◆ **GIVEN RECORDS**:
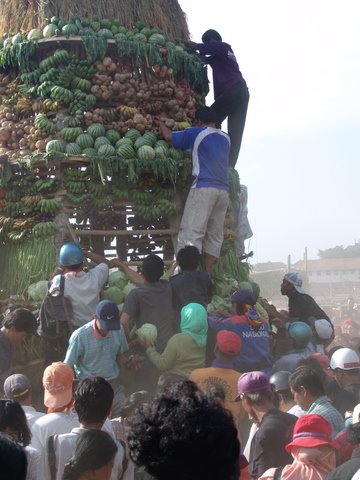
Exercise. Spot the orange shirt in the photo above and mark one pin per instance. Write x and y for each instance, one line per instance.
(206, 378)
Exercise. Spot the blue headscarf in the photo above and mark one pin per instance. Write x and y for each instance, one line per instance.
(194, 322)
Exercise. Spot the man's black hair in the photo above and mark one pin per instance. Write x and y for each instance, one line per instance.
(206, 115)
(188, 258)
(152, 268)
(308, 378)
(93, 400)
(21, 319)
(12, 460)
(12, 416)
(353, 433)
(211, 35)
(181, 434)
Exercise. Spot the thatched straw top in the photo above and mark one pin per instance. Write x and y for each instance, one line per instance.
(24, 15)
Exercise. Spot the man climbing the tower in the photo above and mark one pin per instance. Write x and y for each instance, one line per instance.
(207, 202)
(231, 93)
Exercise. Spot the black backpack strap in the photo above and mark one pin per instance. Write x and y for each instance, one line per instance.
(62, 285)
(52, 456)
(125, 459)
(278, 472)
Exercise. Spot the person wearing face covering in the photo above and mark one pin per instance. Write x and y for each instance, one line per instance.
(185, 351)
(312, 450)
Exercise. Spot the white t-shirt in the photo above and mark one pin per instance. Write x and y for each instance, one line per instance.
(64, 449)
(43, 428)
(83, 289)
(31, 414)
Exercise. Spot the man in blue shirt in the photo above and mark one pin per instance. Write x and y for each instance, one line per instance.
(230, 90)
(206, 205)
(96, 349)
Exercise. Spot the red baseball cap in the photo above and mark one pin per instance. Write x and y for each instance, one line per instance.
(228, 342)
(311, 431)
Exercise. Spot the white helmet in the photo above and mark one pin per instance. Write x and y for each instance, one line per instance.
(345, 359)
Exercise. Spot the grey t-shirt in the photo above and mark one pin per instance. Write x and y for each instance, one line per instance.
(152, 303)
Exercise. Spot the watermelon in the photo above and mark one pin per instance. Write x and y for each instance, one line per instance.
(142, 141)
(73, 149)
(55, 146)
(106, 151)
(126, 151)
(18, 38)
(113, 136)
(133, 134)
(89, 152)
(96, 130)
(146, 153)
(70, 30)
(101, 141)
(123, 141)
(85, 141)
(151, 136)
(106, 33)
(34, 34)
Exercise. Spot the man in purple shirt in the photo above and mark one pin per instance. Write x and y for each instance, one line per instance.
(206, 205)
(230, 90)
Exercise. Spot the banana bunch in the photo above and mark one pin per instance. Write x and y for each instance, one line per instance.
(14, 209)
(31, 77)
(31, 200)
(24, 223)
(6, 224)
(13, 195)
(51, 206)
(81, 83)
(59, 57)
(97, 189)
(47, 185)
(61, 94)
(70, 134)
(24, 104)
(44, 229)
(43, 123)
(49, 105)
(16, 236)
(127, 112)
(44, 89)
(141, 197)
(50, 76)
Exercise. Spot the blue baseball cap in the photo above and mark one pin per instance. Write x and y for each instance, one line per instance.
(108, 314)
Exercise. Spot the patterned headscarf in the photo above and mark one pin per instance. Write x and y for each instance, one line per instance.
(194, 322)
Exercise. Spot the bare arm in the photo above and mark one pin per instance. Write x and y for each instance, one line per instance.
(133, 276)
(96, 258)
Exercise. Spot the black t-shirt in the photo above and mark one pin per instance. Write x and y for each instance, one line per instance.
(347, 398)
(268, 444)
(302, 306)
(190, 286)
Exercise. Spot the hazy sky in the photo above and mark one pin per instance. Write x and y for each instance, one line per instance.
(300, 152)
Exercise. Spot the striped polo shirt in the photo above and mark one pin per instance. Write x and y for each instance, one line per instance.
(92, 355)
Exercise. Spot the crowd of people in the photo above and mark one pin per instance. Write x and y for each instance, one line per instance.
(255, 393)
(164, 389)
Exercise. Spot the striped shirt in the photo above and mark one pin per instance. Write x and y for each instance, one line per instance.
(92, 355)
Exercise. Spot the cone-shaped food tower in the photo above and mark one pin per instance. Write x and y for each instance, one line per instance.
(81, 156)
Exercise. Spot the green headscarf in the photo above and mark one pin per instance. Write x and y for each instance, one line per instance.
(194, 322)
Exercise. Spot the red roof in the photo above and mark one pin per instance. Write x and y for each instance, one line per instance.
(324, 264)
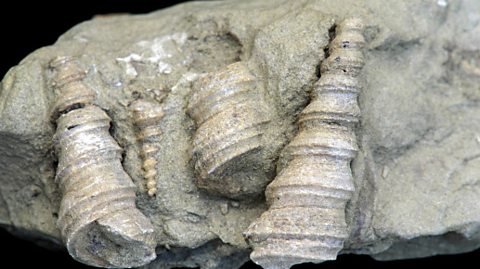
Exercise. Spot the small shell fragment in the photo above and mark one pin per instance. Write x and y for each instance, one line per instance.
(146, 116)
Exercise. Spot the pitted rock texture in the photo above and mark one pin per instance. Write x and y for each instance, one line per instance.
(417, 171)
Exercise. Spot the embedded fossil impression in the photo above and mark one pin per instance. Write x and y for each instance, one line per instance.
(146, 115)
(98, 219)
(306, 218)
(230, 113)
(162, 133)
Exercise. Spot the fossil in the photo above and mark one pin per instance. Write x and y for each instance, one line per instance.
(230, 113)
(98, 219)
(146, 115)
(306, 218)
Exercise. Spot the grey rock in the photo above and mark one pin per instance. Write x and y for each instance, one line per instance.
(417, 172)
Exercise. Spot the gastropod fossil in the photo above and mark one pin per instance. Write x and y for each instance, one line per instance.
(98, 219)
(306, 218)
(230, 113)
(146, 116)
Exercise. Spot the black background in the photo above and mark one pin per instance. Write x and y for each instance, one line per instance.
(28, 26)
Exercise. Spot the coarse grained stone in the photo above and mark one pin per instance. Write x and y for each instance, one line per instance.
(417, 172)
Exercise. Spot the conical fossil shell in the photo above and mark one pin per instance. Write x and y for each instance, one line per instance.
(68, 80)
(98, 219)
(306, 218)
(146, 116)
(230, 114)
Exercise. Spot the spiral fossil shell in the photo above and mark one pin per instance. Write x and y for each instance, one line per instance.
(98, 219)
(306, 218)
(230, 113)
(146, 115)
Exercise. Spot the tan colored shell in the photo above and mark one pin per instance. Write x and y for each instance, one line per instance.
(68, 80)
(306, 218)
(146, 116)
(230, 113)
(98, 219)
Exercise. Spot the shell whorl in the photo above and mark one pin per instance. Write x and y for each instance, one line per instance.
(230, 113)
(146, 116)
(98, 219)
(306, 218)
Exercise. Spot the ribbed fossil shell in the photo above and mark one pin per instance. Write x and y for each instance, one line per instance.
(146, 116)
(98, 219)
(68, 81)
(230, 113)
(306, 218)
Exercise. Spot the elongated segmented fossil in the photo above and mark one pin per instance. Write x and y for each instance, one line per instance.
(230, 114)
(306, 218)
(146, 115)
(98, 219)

◆ **WHAT YOU ARE ASKED TO DO**: What you output must match the data exactly, apart from the pictures, which are left out.

◆ **RESPONSE TO THIS TASK**:
Exercise. Spot the orange shirt in the photo above and mark one pin per instance. Write x and y for each instance, one line per instance.
(206, 378)
Exercise. Spot the blue headscarf in the photo above and mark one pin per instance. Write x and y for each instance, one line per instance.
(194, 322)
Exercise. Spot the man's black hair in the photo above and mark one pin per instance. Write x and y for each instance, one line per instance.
(206, 115)
(188, 258)
(152, 268)
(308, 378)
(93, 400)
(21, 319)
(12, 460)
(12, 416)
(353, 433)
(211, 35)
(181, 434)
Exercise. Spot the thatched straw top in the photo above and mark one pin per instance. Write x and y for each instance, one line per instance.
(24, 15)
Exercise. Spot the man climbing the tower in the photo above and mark one pin per instance. Write x and y for each instance, one line per instance.
(207, 202)
(231, 93)
Exercise. Spot the black backpack strap in the photo above and mark one pin per instance. Write x and y for each instance, one line per instance.
(62, 285)
(52, 456)
(125, 459)
(278, 472)
Exercise. Spot the person wearing face covering in the photo above and mark one pin per instance. Write x and y for each instance, one line per instance.
(185, 351)
(312, 450)
Exercise. Spot the white t-shirt in the photo above and mark one pin per instance. Write x and y for each instance, one line per instance.
(64, 449)
(43, 428)
(83, 289)
(31, 414)
Exercise. Spot the man in blue shirt in the photo above and mark one pin per instance. Write x and y for each instance, one line per instance.
(230, 90)
(206, 205)
(96, 349)
Exercise. Spot the red baseball cap in the photo above and mark one pin per instance. Write x and y for each instance, one line per instance.
(228, 342)
(311, 431)
Exercise. Spot the white helmet in the photo above and mark one pin per instance. Write x and y for each instance, one line per instance.
(345, 359)
Exercise. Spot the grey t-shirt in the photo above and mark one pin per instance. Write x and y for each instance, one line per instance.
(152, 303)
Exercise. Spot the watermelon in the photo above and mark one pin per instance. Write x and y for each instance, one line per instance.
(142, 141)
(73, 149)
(55, 146)
(106, 151)
(126, 151)
(18, 38)
(113, 136)
(133, 134)
(89, 152)
(96, 130)
(146, 153)
(70, 30)
(101, 141)
(123, 141)
(85, 141)
(151, 136)
(106, 33)
(34, 34)
Exercise. Spot the man in purple shirt in the photo above and mark one pin per instance. Write x and y for each instance, one line per instance.
(206, 205)
(230, 90)
Exercise. Spot the banana bunch in the photo above and mark one pin per instance. Write x and y for each instance, one line per instance.
(14, 209)
(31, 77)
(31, 200)
(24, 223)
(6, 224)
(13, 195)
(51, 206)
(81, 83)
(59, 57)
(97, 189)
(47, 185)
(61, 94)
(70, 134)
(24, 104)
(44, 229)
(43, 123)
(49, 105)
(16, 236)
(127, 112)
(44, 89)
(141, 197)
(50, 76)
Exercise. Spot the blue baseball cap in the photo above and mark one pin per instance. Write x and y for each instance, one line per instance.
(108, 314)
Exercise. Spot the patterned headscarf in the photo above and mark one pin per instance. Write x and y for each instance, one line per instance.
(194, 322)
Exercise. Spot the bare arm in the photo above and mark one pin per instance. Write x and y for each instance, one line per instance.
(133, 276)
(96, 258)
Exercise. Spot the black t-shirt in the photo above and mark one pin per instance. Write x and y for each instance, one line per instance.
(347, 398)
(268, 444)
(302, 306)
(190, 286)
Exercise. Spot the hazy sky in the photo above and mark one pin per instance. Write x and y for each instance, one line per instance.
(300, 152)
Exercise. Spot the striped polo shirt in the photo above and mark one pin per instance. Write x and y for each instance, one line per instance.
(92, 355)
Exercise. Spot the crowd of people in the photo above and mark one pin per instance. Write x and y for each instance, one line per instance.
(255, 393)
(164, 389)
Exercise. Spot the striped shirt in the photo above and mark one pin per instance. Write x and y for each instance, one line per instance.
(92, 355)
Exercise. Spot the cone-shaped food tower in the photo above and mark one pin per instance. Write x and y for each instance, one line per instance.
(81, 156)
Exercise. Spot the green headscarf in the photo above and mark one pin per instance. Write x and y for each instance, one line per instance.
(194, 322)
Exercise. Spot the red roof in the photo above and mark one pin per instance. Write x and y for each instance, one line per instance.
(324, 264)
Exercise. Spot the small shell fragment in the photo above and mark one pin per instance. Write x and y for each instance, one line per instance.
(146, 116)
Exercise. Spot the pitted rock texture in the photo above and mark one pin per instance. Write x and y for each instance, one line per instance.
(417, 171)
Exercise. Spot the embedded fossil impression in the photo above and mark one pin per instance. Write x and y for each instance, one line per instance.
(146, 115)
(98, 219)
(306, 218)
(230, 113)
(162, 133)
Exercise. Spot the fossil in the photo above and mark one pin per instance. Write x and y for each instance, one line per instance.
(230, 113)
(98, 219)
(146, 115)
(306, 218)
Exercise. Spot the grey rock in the photo above and mark one pin per instance. Write x and y for each instance, one line per instance.
(417, 172)
Exercise. Spot the gastropod fossil in the photo above and mark one pin per instance. Write x and y for each instance, one line per instance.
(98, 219)
(306, 218)
(230, 113)
(146, 116)
Exercise. Spot the black background in the photo above and mark one pin per instance. Write x and y for each instance, one line per instance.
(28, 26)
Exercise. Spot the coarse grained stone in the photo above and mark one pin per instance. Write x and y for each instance, one line per instance.
(417, 172)
Exercise. Spot the conical fossil shell in the photo above and mark one pin per instance. Write x and y for each instance, one line per instance.
(68, 80)
(98, 219)
(306, 218)
(146, 116)
(230, 114)
Exercise. Spot the spiral fossil shell in the photo above and mark one pin per instance. Write x and y for each instance, one line per instance.
(98, 219)
(306, 218)
(230, 113)
(146, 115)
Exercise. Spot the tan colored shell in the photo above and mark one pin per instance. Write x and y for each instance, one line per instance.
(68, 80)
(306, 218)
(146, 116)
(230, 113)
(98, 219)
Exercise. Spot the shell whorl in the photo above and mark one pin per instance. Write x and y for each instance, one line per instance.
(230, 113)
(146, 116)
(98, 219)
(306, 218)
Exercise. Spot the ribbed fossil shell in the photo above and mark one pin per instance. Write x and y for each instance, one line per instance.
(146, 116)
(98, 219)
(68, 81)
(230, 113)
(306, 218)
Exercise. Spot the elongated segmented fossil in the photo above and mark one pin per instance. Write x and y for each instance, one line per instance.
(230, 114)
(306, 218)
(146, 115)
(98, 219)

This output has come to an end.